### Problem to work on
In the records that follow, find each line containing "target" and copy it.

[Items from a dataset]
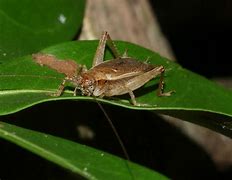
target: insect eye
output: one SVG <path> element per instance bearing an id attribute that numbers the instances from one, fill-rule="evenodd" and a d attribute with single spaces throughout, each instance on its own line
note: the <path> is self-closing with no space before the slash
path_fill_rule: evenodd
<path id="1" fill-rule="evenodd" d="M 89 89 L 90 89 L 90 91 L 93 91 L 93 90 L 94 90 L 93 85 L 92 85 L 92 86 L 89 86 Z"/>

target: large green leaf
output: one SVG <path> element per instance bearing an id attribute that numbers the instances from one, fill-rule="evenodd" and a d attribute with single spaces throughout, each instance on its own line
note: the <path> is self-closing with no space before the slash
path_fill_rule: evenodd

==

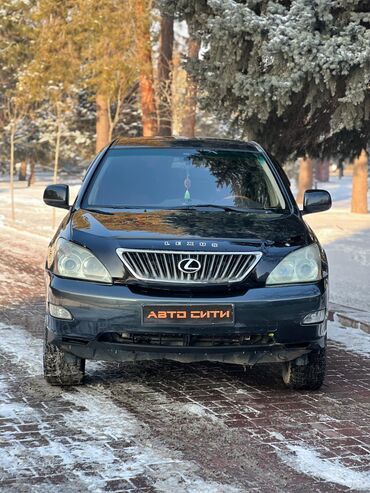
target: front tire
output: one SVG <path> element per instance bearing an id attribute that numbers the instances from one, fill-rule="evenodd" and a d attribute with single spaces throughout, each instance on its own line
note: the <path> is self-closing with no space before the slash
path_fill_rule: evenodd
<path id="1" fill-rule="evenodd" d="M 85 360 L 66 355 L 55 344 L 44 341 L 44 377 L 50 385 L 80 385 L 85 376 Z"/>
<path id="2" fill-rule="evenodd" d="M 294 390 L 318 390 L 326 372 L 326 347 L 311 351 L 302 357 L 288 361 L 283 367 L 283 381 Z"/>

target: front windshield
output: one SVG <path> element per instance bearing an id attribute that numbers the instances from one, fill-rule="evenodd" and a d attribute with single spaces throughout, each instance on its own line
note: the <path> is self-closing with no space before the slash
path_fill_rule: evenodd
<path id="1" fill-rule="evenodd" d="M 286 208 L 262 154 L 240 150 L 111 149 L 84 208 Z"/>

### Exercise answer
target: insect eye
target: large green leaf
target: front tire
target: front windshield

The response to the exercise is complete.